Copy the lines of the entries word for word, starting from the first line and ending with the line that contains "xmin=733 ymin=121 xmax=831 ymax=250", including both of those lines.

● ● ● ●

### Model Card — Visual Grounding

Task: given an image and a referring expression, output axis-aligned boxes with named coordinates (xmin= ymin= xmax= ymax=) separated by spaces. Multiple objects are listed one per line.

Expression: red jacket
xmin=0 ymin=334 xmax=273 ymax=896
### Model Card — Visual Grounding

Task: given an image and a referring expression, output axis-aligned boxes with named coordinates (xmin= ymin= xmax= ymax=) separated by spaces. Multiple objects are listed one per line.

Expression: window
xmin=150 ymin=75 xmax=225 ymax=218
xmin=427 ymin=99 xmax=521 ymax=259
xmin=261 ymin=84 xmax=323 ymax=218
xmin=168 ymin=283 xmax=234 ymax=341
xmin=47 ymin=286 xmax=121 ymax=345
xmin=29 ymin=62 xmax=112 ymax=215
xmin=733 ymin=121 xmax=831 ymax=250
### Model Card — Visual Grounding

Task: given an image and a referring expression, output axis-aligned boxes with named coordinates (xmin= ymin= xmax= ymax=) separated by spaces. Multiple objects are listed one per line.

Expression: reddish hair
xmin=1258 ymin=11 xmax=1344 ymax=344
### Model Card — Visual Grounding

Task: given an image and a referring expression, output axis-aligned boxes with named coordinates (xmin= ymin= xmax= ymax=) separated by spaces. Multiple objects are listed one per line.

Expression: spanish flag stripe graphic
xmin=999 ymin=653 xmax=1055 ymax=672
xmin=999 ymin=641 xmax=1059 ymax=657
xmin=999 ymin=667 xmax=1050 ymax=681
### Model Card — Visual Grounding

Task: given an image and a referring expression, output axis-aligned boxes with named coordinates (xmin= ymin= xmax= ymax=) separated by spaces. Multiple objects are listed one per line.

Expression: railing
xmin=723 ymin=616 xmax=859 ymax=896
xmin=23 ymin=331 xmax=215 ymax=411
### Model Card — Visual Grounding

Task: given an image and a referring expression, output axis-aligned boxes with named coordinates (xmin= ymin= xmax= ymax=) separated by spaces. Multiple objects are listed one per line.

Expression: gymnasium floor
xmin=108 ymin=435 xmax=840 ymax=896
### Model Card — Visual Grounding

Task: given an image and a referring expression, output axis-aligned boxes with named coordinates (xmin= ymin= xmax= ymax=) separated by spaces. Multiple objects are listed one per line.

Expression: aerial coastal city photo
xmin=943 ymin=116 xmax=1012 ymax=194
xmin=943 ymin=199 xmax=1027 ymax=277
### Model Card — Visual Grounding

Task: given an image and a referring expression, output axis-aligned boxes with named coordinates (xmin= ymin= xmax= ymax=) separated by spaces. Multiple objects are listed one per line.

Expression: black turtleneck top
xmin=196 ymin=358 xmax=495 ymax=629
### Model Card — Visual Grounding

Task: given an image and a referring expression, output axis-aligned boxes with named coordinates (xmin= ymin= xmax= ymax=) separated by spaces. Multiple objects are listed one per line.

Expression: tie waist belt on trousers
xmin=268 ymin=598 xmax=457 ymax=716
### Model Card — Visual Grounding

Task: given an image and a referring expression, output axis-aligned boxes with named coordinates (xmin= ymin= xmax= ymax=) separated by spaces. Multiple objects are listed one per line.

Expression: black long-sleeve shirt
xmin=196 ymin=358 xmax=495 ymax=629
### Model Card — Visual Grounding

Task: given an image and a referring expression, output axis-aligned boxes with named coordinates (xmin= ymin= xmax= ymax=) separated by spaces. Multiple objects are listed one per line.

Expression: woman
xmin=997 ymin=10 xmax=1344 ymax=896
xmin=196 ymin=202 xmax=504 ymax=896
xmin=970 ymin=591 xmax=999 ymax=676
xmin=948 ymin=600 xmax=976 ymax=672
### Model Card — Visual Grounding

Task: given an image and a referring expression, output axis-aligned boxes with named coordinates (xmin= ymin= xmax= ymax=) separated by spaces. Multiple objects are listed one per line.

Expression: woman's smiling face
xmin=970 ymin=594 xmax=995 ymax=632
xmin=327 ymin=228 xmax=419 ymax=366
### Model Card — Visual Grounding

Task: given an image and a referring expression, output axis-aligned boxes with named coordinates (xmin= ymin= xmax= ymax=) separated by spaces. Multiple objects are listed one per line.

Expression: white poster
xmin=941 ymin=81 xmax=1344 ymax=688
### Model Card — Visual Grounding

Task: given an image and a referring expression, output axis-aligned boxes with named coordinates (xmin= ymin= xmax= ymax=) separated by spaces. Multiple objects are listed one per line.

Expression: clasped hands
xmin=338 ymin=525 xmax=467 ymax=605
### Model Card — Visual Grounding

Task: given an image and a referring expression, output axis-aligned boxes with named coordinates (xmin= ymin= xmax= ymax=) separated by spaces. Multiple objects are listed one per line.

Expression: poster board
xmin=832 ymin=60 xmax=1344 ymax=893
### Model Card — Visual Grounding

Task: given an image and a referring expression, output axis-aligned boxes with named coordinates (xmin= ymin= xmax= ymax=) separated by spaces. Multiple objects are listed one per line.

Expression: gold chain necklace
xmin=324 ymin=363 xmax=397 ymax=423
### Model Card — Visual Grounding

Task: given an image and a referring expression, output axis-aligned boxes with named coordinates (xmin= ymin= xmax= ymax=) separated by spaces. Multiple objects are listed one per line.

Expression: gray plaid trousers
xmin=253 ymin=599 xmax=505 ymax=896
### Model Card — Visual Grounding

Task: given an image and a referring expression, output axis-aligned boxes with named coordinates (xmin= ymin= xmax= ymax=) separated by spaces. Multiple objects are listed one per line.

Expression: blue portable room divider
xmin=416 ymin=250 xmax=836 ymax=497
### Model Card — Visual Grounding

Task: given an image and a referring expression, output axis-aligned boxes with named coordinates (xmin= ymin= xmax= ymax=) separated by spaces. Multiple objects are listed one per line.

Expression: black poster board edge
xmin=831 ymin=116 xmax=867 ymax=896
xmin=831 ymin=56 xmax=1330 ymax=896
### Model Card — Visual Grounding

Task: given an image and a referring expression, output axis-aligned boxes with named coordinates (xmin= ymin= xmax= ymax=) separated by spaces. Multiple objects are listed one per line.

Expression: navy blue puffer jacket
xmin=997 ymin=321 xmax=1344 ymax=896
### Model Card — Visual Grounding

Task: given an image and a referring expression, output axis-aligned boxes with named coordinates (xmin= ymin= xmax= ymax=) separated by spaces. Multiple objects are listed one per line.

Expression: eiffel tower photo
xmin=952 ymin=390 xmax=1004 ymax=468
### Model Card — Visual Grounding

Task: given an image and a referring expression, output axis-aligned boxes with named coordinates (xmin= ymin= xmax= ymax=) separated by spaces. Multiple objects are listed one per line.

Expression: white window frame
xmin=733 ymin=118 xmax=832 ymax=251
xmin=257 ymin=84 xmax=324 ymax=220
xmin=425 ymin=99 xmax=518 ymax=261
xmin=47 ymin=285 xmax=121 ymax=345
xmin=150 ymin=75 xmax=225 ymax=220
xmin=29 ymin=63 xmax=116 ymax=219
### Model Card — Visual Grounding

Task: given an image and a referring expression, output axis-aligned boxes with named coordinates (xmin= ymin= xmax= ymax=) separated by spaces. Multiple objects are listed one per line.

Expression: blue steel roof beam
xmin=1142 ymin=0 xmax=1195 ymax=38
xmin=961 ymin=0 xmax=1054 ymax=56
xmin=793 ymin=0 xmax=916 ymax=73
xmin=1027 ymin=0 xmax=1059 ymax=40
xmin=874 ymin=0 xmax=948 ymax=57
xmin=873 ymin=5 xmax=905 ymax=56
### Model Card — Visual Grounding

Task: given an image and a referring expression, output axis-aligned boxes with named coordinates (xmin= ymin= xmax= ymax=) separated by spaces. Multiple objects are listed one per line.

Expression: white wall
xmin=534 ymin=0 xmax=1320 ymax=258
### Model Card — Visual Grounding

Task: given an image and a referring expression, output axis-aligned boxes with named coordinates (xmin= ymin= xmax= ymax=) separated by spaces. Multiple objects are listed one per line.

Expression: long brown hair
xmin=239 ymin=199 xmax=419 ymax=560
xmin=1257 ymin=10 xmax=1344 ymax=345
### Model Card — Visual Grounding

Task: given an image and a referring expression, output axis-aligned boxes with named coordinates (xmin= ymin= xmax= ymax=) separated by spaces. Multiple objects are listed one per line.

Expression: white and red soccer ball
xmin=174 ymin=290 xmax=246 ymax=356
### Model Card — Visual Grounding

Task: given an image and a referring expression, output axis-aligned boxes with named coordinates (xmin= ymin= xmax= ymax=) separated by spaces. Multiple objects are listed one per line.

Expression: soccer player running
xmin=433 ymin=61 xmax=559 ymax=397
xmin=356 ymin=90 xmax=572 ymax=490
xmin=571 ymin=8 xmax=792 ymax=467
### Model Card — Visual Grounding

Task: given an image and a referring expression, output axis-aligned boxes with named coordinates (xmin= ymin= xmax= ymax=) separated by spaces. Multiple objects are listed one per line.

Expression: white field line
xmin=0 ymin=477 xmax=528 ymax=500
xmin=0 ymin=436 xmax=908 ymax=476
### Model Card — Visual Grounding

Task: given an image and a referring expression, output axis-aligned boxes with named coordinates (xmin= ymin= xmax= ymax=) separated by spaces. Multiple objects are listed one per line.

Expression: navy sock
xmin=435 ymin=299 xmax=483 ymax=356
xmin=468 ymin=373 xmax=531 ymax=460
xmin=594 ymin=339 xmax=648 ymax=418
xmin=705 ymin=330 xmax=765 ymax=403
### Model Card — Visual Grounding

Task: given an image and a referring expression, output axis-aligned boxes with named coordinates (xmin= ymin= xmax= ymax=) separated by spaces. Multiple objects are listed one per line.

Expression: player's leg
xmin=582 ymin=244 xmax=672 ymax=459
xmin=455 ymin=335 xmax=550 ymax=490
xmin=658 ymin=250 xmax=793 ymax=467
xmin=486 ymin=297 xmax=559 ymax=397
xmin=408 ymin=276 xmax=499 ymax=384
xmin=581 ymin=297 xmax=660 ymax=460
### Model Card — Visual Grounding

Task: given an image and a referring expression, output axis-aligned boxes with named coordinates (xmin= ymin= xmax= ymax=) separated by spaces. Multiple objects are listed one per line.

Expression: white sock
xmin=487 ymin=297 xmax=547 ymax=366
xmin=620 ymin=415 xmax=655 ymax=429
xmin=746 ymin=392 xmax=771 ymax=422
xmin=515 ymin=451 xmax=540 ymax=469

● ● ● ●

*Solution for this task:*
### Model Card — Visual Grounding

Task: given an image and a referring expression, output axis-aligned boxes with named coordinates (xmin= ymin= xmax= ymax=) separated by spaces. Multiple objects are listed one per line.

Expression: red jacket
xmin=0 ymin=334 xmax=273 ymax=896
### Model Card — Visual Grounding

Task: given an image and a referring expression, output axis-aligned boxes with named coordinates (xmin= ymin= xmax= ymax=) separated by spaces. Multiple objects are listed one per line.

Expression: window
xmin=150 ymin=75 xmax=225 ymax=218
xmin=427 ymin=99 xmax=521 ymax=259
xmin=261 ymin=84 xmax=323 ymax=218
xmin=168 ymin=283 xmax=234 ymax=341
xmin=47 ymin=286 xmax=121 ymax=345
xmin=29 ymin=62 xmax=112 ymax=215
xmin=733 ymin=121 xmax=831 ymax=250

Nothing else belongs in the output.